| Set problem |
Return each line in the rows below that contains the string "BATCH". Case counts.
# Data supplied start
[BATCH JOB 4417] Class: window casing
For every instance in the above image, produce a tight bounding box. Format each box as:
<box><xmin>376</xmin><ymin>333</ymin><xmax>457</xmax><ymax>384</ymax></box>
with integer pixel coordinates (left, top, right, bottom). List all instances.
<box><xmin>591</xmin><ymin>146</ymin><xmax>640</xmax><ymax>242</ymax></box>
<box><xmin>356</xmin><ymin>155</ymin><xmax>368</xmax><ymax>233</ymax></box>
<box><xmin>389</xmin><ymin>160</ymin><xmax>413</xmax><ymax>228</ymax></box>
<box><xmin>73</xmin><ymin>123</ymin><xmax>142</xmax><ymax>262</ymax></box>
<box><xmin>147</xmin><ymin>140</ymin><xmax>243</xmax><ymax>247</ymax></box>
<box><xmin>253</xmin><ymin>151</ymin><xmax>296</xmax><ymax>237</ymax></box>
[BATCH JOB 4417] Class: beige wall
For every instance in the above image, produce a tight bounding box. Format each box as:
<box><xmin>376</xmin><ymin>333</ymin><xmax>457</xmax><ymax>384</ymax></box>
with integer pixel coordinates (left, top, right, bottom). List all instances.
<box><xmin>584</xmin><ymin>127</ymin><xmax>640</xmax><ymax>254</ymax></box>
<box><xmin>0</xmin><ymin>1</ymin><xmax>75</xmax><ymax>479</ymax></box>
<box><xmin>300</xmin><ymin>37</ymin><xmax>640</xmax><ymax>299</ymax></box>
# Data supplied end
| Problem solution |
[BATCH JOB 4417] Class: window casing
[BATCH JOB 4417] Class: beige wall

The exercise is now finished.